• WHAT TO DO
Count the lines in the entries below that contain the string "jersey", with case counting, so a match must have the same capitalization. Reply with the number alone.

Extracted records:

'''

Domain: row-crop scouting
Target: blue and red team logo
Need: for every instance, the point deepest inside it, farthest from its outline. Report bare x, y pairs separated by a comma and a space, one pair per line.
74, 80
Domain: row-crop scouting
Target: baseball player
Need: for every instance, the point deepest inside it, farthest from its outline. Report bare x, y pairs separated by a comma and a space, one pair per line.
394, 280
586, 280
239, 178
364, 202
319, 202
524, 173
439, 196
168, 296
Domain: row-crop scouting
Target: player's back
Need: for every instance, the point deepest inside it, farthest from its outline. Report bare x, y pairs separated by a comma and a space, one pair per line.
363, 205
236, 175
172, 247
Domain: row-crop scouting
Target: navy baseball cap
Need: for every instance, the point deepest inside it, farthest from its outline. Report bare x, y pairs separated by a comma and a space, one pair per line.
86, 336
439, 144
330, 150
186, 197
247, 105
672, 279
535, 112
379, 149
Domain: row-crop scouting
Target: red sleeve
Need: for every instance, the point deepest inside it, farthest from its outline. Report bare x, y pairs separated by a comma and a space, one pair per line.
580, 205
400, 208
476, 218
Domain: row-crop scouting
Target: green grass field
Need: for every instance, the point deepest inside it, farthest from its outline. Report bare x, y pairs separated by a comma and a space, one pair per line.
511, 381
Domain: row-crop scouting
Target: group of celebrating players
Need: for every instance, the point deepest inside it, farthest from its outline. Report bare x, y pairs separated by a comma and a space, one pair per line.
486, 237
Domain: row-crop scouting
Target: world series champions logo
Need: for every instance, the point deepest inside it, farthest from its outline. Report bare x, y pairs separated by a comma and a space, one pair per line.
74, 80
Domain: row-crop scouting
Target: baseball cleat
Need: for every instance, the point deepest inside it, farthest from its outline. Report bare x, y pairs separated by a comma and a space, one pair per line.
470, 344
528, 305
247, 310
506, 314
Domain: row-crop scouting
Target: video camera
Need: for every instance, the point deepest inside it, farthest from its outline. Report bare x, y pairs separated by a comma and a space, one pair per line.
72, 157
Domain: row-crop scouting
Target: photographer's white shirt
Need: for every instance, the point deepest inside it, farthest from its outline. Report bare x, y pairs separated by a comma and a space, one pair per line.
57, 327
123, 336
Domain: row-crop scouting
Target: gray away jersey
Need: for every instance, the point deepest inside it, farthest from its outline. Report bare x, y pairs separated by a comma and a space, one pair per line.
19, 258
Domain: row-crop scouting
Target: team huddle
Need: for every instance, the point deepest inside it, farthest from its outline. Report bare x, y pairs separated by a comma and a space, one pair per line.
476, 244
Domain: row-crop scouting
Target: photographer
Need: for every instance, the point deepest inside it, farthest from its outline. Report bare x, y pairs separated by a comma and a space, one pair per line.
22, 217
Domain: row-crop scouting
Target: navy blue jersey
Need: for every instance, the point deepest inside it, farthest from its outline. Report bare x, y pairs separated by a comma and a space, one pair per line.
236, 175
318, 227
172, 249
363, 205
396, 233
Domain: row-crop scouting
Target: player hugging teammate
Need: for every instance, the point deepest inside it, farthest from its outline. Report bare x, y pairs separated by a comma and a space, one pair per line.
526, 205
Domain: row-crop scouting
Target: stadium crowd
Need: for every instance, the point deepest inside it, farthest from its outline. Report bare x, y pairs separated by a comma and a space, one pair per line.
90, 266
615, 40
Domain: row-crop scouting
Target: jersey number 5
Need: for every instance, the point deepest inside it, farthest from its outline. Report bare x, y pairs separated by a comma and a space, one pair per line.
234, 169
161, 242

'''

• ANSWER FOR THIS EXERCISE
3